Write the data out again exactly, dropping any images it holds.

INPUT —
● ● ●

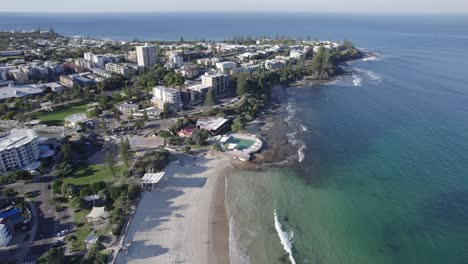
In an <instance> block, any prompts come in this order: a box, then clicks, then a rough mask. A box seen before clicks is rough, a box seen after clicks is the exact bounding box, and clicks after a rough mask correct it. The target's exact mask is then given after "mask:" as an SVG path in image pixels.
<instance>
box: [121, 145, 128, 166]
mask: <svg viewBox="0 0 468 264" xmlns="http://www.w3.org/2000/svg"><path fill="white" fill-rule="evenodd" d="M120 159H121V160H122V162H123V163H124V164H125V166H127V167H128V163H129V160H130V142H129V141H128V138H125V139H122V140H121V141H120Z"/></svg>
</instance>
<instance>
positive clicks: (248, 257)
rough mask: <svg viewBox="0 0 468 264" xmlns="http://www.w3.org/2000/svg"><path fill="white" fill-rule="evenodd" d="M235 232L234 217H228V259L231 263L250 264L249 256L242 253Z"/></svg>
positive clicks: (235, 226)
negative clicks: (228, 258) (228, 256)
mask: <svg viewBox="0 0 468 264" xmlns="http://www.w3.org/2000/svg"><path fill="white" fill-rule="evenodd" d="M236 234H237V232H236V226H235V222H234V218H232V217H231V218H230V219H229V260H230V262H231V263H232V264H250V258H249V256H247V255H245V254H244V253H243V252H244V251H243V250H242V249H241V246H240V245H239V240H238V239H237V238H236Z"/></svg>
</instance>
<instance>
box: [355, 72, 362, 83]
mask: <svg viewBox="0 0 468 264" xmlns="http://www.w3.org/2000/svg"><path fill="white" fill-rule="evenodd" d="M353 85H354V86H361V85H362V79H361V78H359V77H358V76H357V75H355V74H353Z"/></svg>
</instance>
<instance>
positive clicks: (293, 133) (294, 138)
mask: <svg viewBox="0 0 468 264" xmlns="http://www.w3.org/2000/svg"><path fill="white" fill-rule="evenodd" d="M296 135H297V132H291V133H287V134H286V136H287V137H288V142H289V144H291V145H297V138H296Z"/></svg>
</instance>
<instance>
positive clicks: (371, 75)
mask: <svg viewBox="0 0 468 264" xmlns="http://www.w3.org/2000/svg"><path fill="white" fill-rule="evenodd" d="M354 70H355V71H357V72H359V73H362V74H364V75H365V76H366V77H369V78H370V79H371V80H374V81H381V80H382V77H381V76H380V75H379V74H377V73H375V72H373V71H371V70H364V69H361V68H354Z"/></svg>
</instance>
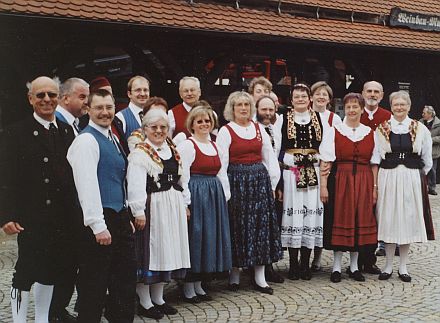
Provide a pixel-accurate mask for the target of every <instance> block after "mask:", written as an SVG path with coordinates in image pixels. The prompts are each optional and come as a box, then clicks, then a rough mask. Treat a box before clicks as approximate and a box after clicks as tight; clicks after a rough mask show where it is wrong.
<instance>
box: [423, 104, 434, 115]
mask: <svg viewBox="0 0 440 323" xmlns="http://www.w3.org/2000/svg"><path fill="white" fill-rule="evenodd" d="M425 109H426V111H427V112H428V113H430V114H431V116H432V117H433V118H434V117H435V110H434V107H433V106H432V105H425V106H424V107H423V110H425Z"/></svg>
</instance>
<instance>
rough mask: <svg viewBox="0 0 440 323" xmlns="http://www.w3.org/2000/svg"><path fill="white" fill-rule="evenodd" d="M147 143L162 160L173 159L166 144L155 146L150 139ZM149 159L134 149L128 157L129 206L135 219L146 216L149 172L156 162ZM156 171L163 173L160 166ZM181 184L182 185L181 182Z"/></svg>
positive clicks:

● ● ●

ANSWER SECTION —
In an <instance> block, any prompts come in this order: a box, then clicks, then a rough mask. A box seen before clicks is rough, a box seen after clicks is the exact bounding box, and clicks after a rough mask correct it. The target's exact mask is then given after "mask:" as an SVG path in image pixels.
<instance>
box: [121, 145, 128, 166]
mask: <svg viewBox="0 0 468 264" xmlns="http://www.w3.org/2000/svg"><path fill="white" fill-rule="evenodd" d="M120 159H121V160H122V162H123V163H124V164H125V166H127V167H128V163H129V160H130V142H129V141H128V138H125V139H122V140H121V141H120Z"/></svg>
</instance>
<instance>
positive clicks: (248, 257)
rough mask: <svg viewBox="0 0 468 264" xmlns="http://www.w3.org/2000/svg"><path fill="white" fill-rule="evenodd" d="M235 232L234 217H228V259L231 263L250 264L249 256L242 253Z"/></svg>
positive clicks: (235, 226)
negative clicks: (228, 258) (228, 256)
mask: <svg viewBox="0 0 468 264" xmlns="http://www.w3.org/2000/svg"><path fill="white" fill-rule="evenodd" d="M236 234H237V232H236V226H235V222H234V218H232V217H231V218H230V219H229V260H230V262H231V263H232V264H250V258H249V256H247V255H245V254H244V253H243V252H244V251H243V250H242V249H241V246H240V245H239V240H238V239H237V238H236Z"/></svg>
</instance>
<instance>
box: [355, 72, 362, 83]
mask: <svg viewBox="0 0 468 264" xmlns="http://www.w3.org/2000/svg"><path fill="white" fill-rule="evenodd" d="M353 85H354V86H361V85H362V79H361V78H359V77H358V76H357V75H355V74H353Z"/></svg>
</instance>
<instance>
positive clicks: (293, 133) (294, 138)
mask: <svg viewBox="0 0 468 264" xmlns="http://www.w3.org/2000/svg"><path fill="white" fill-rule="evenodd" d="M296 135H297V132H291V133H287V134H286V136H287V137H288V142H289V144H291V145H297V138H296Z"/></svg>
</instance>
<instance>
positive clicks: (371, 75)
mask: <svg viewBox="0 0 468 264" xmlns="http://www.w3.org/2000/svg"><path fill="white" fill-rule="evenodd" d="M354 70H355V71H357V72H359V73H362V74H364V75H365V76H366V77H369V78H370V79H371V80H374V81H381V80H382V77H381V76H380V75H379V74H377V73H375V72H373V71H371V70H364V69H361V68H354Z"/></svg>
</instance>
Provide a pixel-accurate mask for the target of every <instance> block after "mask:", written as an SVG path with coordinates in image pixels. The prompts are each optional and come as a box, then clicks, then a rough mask. Treat a box before clicks as approximate and a box after clicks as tight; clicks after a rough mask show where it is wrong.
<instance>
box: [423, 104, 434, 115]
mask: <svg viewBox="0 0 440 323" xmlns="http://www.w3.org/2000/svg"><path fill="white" fill-rule="evenodd" d="M425 109H426V111H427V112H428V113H430V114H431V116H432V117H433V118H434V117H435V110H434V107H433V106H432V105H425V106H424V107H423V110H425Z"/></svg>
</instance>
<instance>
rough mask: <svg viewBox="0 0 440 323" xmlns="http://www.w3.org/2000/svg"><path fill="white" fill-rule="evenodd" d="M147 143L162 160L173 159L166 144L155 146L150 139ZM149 159L134 149L128 157L129 206L135 219L146 216L149 172L156 162ZM156 171L163 173L160 166ZM181 184L182 185L181 182Z"/></svg>
positive clicks:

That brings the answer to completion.